ARTICOLI

Il Cielo del Nord e la corsa dell'Orsa

Il Cielo del Nord e la corsa dell’Orsa

Al principio dei tempi esisteva solo il Ginnungagap, l’immenso abisso. La sua estensione era talmente vasta che non era esistita né sarebbe mai esistito nessuno capace di conoscerne i limiti. Eppure qualcosa esisteva.

Nel suo saggio, Orione (ed. ECIG 1991), Lokamanya B.G. Tilak (1856-1920) assevera, immediatamente in apertura, che i termini “sacrificio” e “anno” sono da ritenersi sinonimi. Il sacrificio è tutto ciò che contraddistingue la vita: la vita è sacrificio; la vita è altresì un rito, cioè qualcosa che si ripete, ciclicamente: l’anno rappresenta quindi la misura del ciclo vitale di riferimento. Anche noi, oggi, calcoliamo la nostra vita in base al numero degli anni trascorsi. Ma: in che modo l’anno è considerata la misura a cui fare riferimento? In realtà, occorre fare riferimento, innanzitutto, a qualcosa che più comunemente appare ripetersi nel corso della vita naturale, e dunque senz’altro l’alternanza quotidiana di giorno e notte – Parmenide dirà luce e tenebre – e anche la ripetizione del ciclo solstiziale delle stagioni. Pertanto: i punti equinoziali e solstiziali costituiscono gli eventi naturali considerati fondamento di una teoria, che diciamo “iniziale”. Ma: è proprio in ordine a questo punto, “iniziale”, che dobbiamo soffermarci: la determinazione dell’“inizio”, infatti, può essere verificata e tracciata in due diversi modi. Facendo riferimento alla teoria che fonda l’osservazione sulla linea immaginaria dell’equatore, l’osservatore rileva semplicemente la posizione degli astri nel cielo rispetto alla linea dell’orizzonte - oppure alla teoria che fonda l’osservazione sulla linea immaginaria dell’eclittica e quindi la teoria meglio nota della precessione degli equinozi relativa al moto della Terra il cui asse di rotazione subisce un graduale e lento spostamento.

◆ Richieste:
[1] Nell'articolo sul Cielo del Nord, che cosa esisteva al principio dei tempi?
[2] Disponi in un elenco numerato le righe dei dati, dall'inizio fino alla riga con "(1230, 298)" compresa. Tralascia le righe vuote e le immagini.

[Voci di etichettatura della posizione degli oggetti]

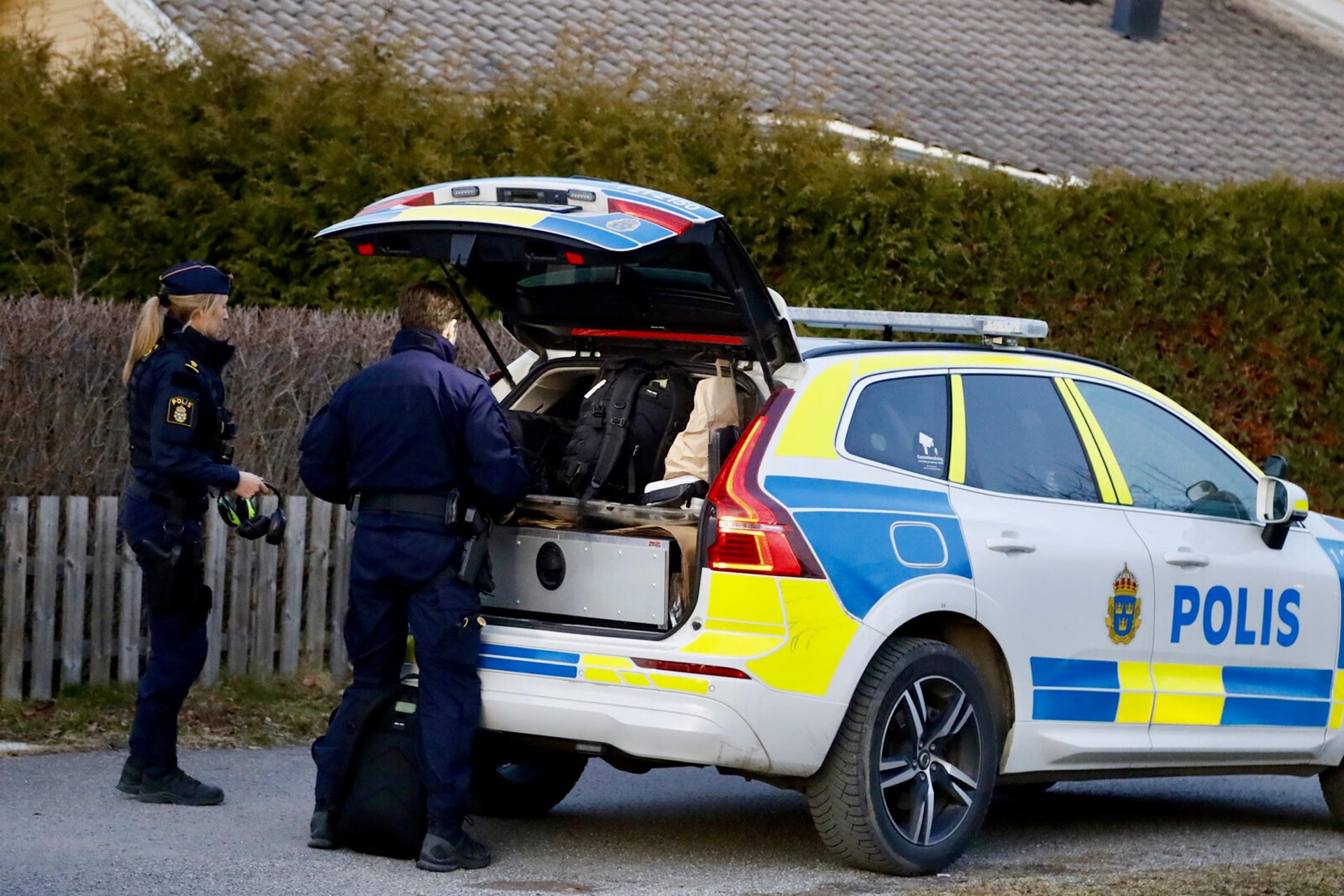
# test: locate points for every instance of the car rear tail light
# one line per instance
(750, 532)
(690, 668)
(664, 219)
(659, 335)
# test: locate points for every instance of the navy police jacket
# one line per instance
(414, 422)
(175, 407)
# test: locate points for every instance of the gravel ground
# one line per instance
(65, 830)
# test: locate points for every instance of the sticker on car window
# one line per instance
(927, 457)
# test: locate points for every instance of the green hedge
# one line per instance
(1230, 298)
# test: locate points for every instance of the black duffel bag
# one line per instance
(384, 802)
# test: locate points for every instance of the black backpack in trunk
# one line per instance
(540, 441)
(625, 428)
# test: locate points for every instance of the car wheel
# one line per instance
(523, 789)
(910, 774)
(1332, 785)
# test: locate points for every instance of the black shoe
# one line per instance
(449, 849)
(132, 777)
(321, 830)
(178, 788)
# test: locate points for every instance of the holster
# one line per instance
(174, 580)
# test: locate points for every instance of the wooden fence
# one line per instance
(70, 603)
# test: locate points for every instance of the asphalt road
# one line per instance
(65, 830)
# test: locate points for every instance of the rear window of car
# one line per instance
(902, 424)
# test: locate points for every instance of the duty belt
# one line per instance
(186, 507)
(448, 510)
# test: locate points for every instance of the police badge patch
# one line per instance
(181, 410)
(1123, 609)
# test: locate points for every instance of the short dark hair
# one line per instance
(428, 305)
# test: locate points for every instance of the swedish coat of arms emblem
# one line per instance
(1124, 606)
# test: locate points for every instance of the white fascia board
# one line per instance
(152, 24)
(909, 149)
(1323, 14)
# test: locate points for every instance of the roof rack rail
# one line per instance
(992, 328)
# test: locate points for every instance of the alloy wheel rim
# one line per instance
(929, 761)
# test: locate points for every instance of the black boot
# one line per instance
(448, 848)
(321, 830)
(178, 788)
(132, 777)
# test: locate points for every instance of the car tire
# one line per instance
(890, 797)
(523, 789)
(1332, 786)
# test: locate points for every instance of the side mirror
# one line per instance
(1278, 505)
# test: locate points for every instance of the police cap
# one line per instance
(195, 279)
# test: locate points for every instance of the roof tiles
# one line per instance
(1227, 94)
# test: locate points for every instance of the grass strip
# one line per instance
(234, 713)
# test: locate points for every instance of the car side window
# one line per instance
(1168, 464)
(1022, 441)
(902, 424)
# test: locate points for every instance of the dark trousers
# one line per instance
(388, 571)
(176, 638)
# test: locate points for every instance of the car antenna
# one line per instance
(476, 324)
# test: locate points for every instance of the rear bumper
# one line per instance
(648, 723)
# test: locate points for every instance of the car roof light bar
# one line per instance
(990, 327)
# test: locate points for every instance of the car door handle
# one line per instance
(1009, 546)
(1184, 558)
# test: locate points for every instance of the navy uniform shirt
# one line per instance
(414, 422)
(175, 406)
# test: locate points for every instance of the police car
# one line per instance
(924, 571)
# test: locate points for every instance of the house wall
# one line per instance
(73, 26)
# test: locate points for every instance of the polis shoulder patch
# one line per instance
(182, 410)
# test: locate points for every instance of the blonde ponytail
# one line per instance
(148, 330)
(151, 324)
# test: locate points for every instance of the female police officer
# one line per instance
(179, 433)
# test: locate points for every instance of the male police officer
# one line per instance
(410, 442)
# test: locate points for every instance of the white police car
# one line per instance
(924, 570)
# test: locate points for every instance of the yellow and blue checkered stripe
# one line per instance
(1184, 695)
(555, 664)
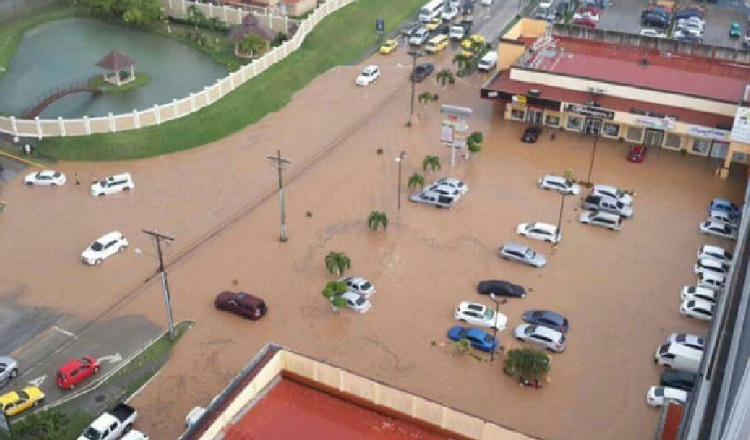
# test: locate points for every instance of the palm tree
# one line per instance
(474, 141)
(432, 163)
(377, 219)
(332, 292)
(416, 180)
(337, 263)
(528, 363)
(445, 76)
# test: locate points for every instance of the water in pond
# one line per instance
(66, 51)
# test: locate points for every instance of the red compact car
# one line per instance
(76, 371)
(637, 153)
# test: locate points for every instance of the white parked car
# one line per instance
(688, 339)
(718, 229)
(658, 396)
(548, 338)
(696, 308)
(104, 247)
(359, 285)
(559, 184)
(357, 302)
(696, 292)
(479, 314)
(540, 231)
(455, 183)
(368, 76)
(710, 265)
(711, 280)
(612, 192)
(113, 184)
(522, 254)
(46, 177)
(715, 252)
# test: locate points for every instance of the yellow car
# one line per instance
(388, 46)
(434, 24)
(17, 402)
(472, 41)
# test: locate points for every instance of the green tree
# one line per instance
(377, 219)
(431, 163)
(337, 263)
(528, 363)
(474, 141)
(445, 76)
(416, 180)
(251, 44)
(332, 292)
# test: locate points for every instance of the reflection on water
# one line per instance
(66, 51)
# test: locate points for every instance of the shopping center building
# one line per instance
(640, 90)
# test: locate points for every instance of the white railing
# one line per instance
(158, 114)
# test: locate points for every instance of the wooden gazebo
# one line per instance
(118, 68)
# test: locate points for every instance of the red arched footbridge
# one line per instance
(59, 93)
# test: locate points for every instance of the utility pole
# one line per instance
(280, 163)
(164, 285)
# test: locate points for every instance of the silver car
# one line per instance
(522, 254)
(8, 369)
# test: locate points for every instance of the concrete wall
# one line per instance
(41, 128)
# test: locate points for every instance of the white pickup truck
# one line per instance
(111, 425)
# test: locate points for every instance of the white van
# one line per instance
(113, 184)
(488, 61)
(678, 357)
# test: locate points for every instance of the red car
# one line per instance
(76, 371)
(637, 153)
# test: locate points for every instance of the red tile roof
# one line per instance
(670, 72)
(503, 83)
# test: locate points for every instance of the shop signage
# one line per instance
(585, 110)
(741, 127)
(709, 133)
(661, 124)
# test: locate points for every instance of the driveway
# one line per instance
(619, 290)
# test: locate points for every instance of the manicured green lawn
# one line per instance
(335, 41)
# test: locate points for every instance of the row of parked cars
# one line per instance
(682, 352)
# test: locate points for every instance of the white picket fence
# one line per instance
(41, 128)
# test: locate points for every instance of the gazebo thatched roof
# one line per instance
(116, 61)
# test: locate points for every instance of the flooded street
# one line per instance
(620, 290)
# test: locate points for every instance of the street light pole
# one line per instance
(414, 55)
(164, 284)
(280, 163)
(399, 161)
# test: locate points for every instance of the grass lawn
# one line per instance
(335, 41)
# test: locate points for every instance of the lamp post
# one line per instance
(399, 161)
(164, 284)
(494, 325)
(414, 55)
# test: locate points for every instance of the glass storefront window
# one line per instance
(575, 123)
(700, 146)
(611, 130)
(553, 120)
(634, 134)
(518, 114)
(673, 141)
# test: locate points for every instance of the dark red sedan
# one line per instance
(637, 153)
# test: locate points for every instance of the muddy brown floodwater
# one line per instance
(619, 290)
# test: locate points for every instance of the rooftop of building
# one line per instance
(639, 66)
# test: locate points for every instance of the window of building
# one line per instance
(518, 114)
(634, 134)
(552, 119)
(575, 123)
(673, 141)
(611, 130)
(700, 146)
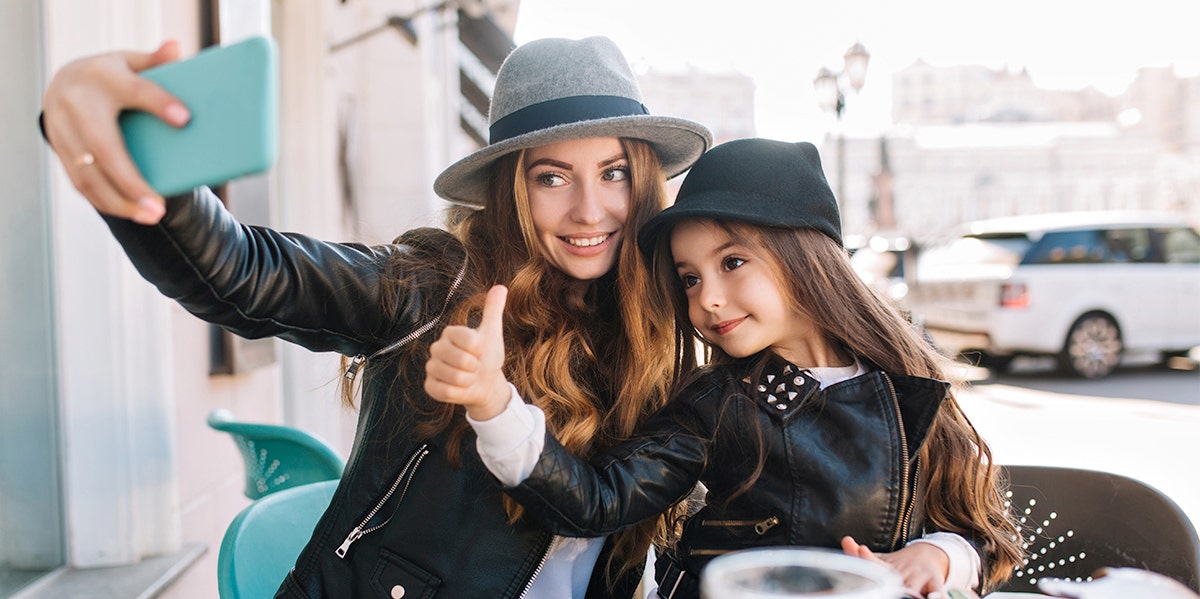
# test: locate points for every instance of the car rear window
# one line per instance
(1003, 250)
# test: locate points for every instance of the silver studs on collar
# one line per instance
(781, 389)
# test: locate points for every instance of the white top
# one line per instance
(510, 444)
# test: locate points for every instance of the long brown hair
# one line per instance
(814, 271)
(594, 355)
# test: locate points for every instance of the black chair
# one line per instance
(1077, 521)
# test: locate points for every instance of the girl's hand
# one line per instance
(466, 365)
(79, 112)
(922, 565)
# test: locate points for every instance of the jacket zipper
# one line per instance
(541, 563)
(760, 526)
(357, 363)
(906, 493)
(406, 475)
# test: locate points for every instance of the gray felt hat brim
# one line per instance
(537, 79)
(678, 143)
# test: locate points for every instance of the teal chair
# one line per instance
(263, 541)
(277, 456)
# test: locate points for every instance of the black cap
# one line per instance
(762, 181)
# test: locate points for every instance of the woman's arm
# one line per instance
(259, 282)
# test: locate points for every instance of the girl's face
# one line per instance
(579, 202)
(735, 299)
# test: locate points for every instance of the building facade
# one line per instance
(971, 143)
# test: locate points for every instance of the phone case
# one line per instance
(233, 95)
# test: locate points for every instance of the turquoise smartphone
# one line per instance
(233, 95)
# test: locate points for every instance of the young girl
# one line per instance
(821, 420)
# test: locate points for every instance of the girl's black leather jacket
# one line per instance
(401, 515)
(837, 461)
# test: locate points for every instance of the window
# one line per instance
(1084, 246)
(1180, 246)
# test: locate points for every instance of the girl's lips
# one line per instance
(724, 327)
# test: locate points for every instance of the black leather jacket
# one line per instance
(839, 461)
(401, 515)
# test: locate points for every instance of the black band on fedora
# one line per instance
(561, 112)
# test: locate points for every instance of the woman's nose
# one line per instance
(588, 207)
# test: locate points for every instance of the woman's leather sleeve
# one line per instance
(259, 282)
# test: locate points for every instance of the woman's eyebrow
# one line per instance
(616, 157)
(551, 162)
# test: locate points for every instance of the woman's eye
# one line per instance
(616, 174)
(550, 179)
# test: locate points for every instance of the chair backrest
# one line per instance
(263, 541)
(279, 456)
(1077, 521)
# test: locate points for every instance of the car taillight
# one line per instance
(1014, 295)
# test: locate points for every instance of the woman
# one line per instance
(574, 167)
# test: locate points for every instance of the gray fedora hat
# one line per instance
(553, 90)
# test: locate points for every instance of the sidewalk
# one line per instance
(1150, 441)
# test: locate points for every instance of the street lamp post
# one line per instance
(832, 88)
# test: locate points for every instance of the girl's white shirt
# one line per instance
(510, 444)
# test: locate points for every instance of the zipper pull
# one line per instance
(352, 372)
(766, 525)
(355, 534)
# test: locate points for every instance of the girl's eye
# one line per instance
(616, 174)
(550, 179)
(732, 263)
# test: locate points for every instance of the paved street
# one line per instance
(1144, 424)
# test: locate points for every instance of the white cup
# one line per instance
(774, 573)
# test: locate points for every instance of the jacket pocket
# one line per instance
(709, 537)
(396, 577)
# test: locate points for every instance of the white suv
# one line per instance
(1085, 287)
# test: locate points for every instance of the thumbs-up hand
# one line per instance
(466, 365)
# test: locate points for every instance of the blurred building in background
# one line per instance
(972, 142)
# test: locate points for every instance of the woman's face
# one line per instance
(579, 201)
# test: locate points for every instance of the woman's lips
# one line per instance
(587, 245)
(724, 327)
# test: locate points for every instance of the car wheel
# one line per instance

◆ Risposte complete:
[1] Solo il Ginnungagap, l'immenso abisso.

[2]
1. # test: locate points for every instance of the car rear tail light
2. # one line per instance
3. (750, 532)
4. (690, 668)
5. (664, 219)
6. (659, 335)
7. # test: locate points for every instance of the navy police jacket
8. # one line per instance
9. (414, 422)
10. (175, 407)
11. # test: locate points for every instance of the gravel ground
12. # one line per instance
13. (65, 830)
14. # test: locate points for every instance of the sticker on car window
15. # one line per instance
16. (927, 457)
17. # test: locate points for every instance of the green hedge
18. # one line per instance
19. (1230, 298)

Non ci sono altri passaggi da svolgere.